[WORK TO DO] In the passage on God's generosity, condense the paragraph beginning "It's not specified in the text" into a shorter version that keeps its main facts.

Specifically, to help us answer Koyama’s challenge, we can notice that God’s openhandedness is seen on the very first page of Scripture: “Then God said, ‘I give you every seed-bearing plant on the face of the whole earth and every tree that has fruit with seed in it. They will be yours for food’” (Gen 1:29; emphasis mine). Right out of the gate, God is a giving God. We can safely conclude, then, that generosity is a prevailing attribute of his.
It’s not specified in the text how many edible plants and trees were available for the taking. Were there a hundred? A thousand? Ten thousand? A million? We don’t know, but the scene is marked by lush and lavish provisions from the hand of the benevolent God who gave them. Indeed, Yahweh is portrayed as a God of abundance. He says to the first human, “Eat!” and only one tree was said to be off limits—“the tree of the knowledge of good and evil” (Gen 2:17).
Trust the story. It tells us that God gave about ten thousand “yeses” to one solitary “no.” Read that sentence again. Don’t pass over it too quickly. God gave ten thousand “yeses” to one solitary “no.” Consequently, he’s not a stingy, crotcehtey God at all; he’s a God who overflows with blessings, provisions, kindness, and grace. And even the one “no” he gave was for our benefit, not our misery. Indeed, it was meant to prevent our misery.
God gave ten thousand “yeses” to one solitary “no.”

[LISTED ENTRIES]
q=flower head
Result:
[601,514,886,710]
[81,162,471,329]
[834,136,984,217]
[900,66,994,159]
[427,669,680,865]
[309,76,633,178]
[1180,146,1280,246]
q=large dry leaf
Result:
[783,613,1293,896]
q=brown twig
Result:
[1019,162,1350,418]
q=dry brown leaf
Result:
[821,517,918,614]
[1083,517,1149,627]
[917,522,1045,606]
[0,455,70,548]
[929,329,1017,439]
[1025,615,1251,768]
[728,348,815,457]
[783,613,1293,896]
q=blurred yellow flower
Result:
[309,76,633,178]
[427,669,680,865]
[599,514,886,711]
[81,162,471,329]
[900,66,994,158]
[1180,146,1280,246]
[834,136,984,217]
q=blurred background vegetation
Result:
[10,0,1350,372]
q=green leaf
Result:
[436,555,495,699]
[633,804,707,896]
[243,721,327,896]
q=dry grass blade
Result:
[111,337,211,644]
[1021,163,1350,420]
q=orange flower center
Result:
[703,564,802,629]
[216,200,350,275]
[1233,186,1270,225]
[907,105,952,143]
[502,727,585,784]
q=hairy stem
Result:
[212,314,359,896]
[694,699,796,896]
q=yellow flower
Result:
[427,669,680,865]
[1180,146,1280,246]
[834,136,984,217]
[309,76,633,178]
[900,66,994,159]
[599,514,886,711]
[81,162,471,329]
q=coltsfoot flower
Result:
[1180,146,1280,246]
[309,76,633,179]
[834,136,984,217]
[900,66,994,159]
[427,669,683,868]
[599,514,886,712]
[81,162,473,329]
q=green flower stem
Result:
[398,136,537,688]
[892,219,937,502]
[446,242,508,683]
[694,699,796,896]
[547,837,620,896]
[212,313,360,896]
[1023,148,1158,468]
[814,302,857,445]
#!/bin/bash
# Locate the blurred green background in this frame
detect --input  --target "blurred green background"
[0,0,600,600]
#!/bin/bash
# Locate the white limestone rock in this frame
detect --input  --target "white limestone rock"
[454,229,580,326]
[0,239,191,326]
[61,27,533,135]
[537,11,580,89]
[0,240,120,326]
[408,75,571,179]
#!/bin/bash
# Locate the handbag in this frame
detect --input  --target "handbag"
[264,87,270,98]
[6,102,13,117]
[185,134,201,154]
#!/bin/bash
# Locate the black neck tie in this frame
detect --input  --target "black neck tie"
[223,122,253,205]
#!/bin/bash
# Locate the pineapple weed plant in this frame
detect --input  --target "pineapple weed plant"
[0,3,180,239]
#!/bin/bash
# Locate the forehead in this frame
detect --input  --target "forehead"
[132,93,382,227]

[OUTPUT OF THE EXERCISE] The text doesn't say how many edible plants and trees were available, but the scene shows lavish provisions from a benevolent God. Yahweh appears as a God of abundance: he tells the first human, "Eat!" and puts only one tree off limits, "the tree of the knowledge of good and evil" (Gen 2:17).